→ **WHAT YOU ARE ASKED TO DO**
Write every line of the material below as a JSON list of strings, one string per line, skipping blank lines and omitting the pictures.

→ **DATA FOR PROCESSING**
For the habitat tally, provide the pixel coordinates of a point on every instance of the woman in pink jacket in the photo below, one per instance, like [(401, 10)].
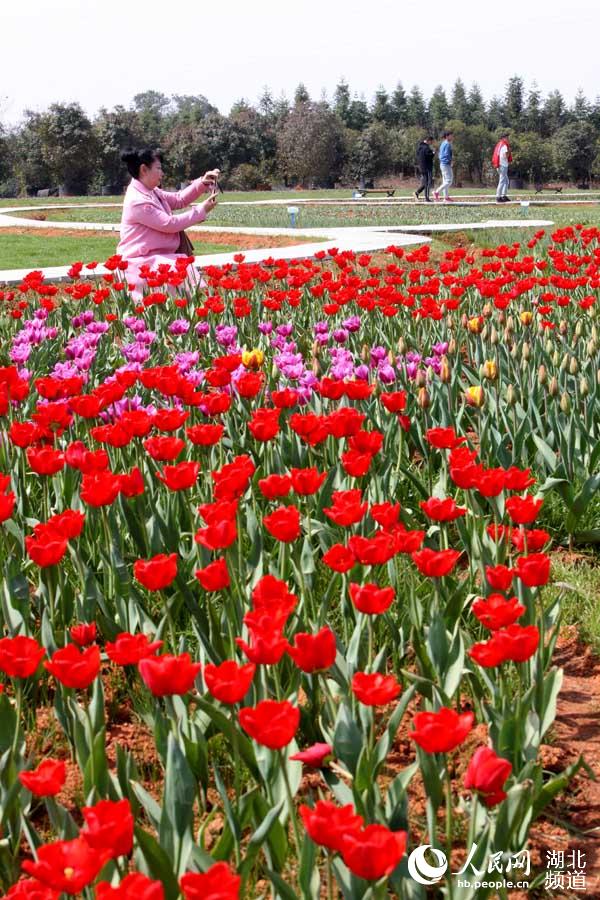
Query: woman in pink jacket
[(151, 234)]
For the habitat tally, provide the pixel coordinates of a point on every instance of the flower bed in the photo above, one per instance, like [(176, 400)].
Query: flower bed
[(286, 522)]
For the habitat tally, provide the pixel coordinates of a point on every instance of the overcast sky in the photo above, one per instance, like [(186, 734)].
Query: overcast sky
[(102, 53)]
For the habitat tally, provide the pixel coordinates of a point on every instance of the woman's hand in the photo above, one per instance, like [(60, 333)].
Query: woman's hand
[(210, 178), (209, 204)]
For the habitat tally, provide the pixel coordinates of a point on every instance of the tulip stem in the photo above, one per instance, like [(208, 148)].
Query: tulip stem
[(290, 801)]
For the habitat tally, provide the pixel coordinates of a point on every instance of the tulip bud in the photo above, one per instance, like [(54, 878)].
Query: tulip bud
[(489, 370), (423, 398), (475, 396), (445, 372)]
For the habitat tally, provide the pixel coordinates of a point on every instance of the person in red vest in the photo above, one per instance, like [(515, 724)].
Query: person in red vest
[(500, 161)]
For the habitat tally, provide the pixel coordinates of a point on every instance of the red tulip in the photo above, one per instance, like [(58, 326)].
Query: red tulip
[(347, 509), (533, 570), (315, 756), (167, 675), (373, 852), (157, 573), (328, 824), (486, 774), (100, 488), (229, 682), (283, 524), (218, 536), (271, 723), (496, 611), (499, 578), (442, 510), (214, 576), (264, 425), (205, 435), (375, 689), (180, 477), (134, 886), (20, 656), (219, 883), (339, 558), (129, 649), (307, 481), (435, 563), (314, 652), (164, 449), (31, 889), (443, 438), (47, 780), (75, 668), (66, 866), (83, 634), (371, 599), (441, 731), (523, 510), (109, 827), (46, 551), (275, 486)]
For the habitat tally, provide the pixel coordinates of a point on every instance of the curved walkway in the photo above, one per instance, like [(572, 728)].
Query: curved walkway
[(362, 239)]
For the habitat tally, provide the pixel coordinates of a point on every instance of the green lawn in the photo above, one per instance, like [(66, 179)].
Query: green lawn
[(347, 214), (30, 251)]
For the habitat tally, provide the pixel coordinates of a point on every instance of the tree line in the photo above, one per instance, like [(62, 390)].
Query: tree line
[(303, 141)]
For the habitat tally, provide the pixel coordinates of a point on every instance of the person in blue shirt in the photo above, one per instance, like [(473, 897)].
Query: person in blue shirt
[(445, 157)]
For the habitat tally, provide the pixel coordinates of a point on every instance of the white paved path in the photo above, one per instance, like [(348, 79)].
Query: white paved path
[(363, 239)]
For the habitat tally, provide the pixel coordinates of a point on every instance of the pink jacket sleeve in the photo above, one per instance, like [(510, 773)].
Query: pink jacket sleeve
[(181, 199), (152, 217)]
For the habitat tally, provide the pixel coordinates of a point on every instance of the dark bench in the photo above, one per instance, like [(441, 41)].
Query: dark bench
[(362, 191)]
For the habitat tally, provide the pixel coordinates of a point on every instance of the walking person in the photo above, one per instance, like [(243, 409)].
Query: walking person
[(445, 156), (425, 154), (501, 158)]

→ **RIGHT ANSWER**
[
  "For the habitat tally, provide the pixel coordinates of a point on every instance of the woman in pink jacket in the photo below, one per instance, like [(401, 10)].",
  "Query: woman in pink jacket",
  "[(151, 234)]",
  "For the habitat tally, provide the pixel coordinates of a point on every instance of the flower bed in the photo above, one per instance, like [(176, 400)].",
  "Query: flower bed",
  "[(286, 522)]",
  "For the habitat tally, provide the pixel coordinates of a point on every instance of the overcast sky in the photo above, one per instance, like [(186, 734)].",
  "Query: overcast sky",
  "[(102, 53)]",
  "For the habitat tally, provide the pixel coordinates of a point on every instance of the woman's hand in the photo above, one per instance, like [(60, 333)].",
  "Query: woman's hand",
  "[(210, 178), (209, 204)]",
  "For the habitat tally, provide the pixel coordinates of a point on every instance of the tulip stem in the photo above, one per instance, like [(208, 148)].",
  "Query: tulip stem",
  "[(290, 801)]",
  "For the habitat tally, provide the pixel coordinates of a point on every instance of the tulip bud in the photo above, one per instance, like [(54, 878)].",
  "Query: tulip bud",
  "[(489, 370), (423, 398), (475, 396), (445, 372)]",
  "For the habitat tally, provide the pixel coordinates of a point on every instance of the person in red vest in the photo above, one per instance, like [(515, 724)].",
  "Query: person in red vest",
  "[(500, 161)]",
  "For the habitat tally, provide the pixel coordinates of a point on every instance of the red tulip in the photo above, one per instance, like [(58, 326)].",
  "Query: red tulip",
  "[(347, 509), (533, 570), (315, 756), (167, 675), (373, 852), (157, 573), (328, 824), (486, 774), (100, 488), (229, 682), (283, 524), (218, 536), (271, 723), (496, 611), (499, 578), (442, 510), (214, 576), (264, 425), (205, 435), (375, 689), (180, 477), (134, 886), (20, 656), (219, 883), (339, 558), (129, 649), (307, 481), (435, 563), (314, 652), (164, 449), (31, 889), (443, 438), (47, 780), (75, 668), (66, 866), (83, 634), (371, 599), (441, 731), (523, 510), (109, 827), (46, 551), (275, 486)]",
  "For the habitat tally, provide the pixel coordinates of a point on every instance of the curved walkway in the photo above, one per instance, like [(572, 728)].",
  "Query: curved walkway",
  "[(362, 239)]",
  "For the habitat tally, provide the pixel coordinates of a point on every instance of the green lawn in the photo above, one per instance, like [(66, 179)].",
  "Query: green lawn",
  "[(347, 214), (30, 251)]",
  "For the habitat tally, provide the pixel coordinates of a point on every instance of the tree line in the photo above, one per instance, like [(62, 390)].",
  "Query: tree line",
  "[(303, 141)]",
  "For the habitat tally, provide the pixel coordinates of a point on every instance of the person in blue shirt in the photo above, one per instance, like [(473, 897)].",
  "Query: person in blue shirt",
  "[(445, 157)]",
  "For the habitat tally, provide the pixel coordinates of a point on every instance of the white paved path in the photo above, one per instance, like [(348, 79)].",
  "Query: white paved path",
  "[(363, 239)]",
  "For the habitat tally, provide the pixel coordinates of a point on every instance of the pink jacket sleeve in the photo above, one per instance, like [(510, 773)].",
  "Query: pink jacket sleeve",
  "[(181, 199), (152, 217)]",
  "For the habitat tally, provide the pixel coordinates of a point on every instance of the dark bench in the photo above, one per instance, like [(441, 41)].",
  "Query: dark bench",
  "[(362, 191)]",
  "For the habitat tally, provide the pixel coordinates of a point on every instance of the walking person in the photo above, one per instance, like [(243, 409)].",
  "Query: walking person",
  "[(445, 156), (425, 154), (501, 158)]"
]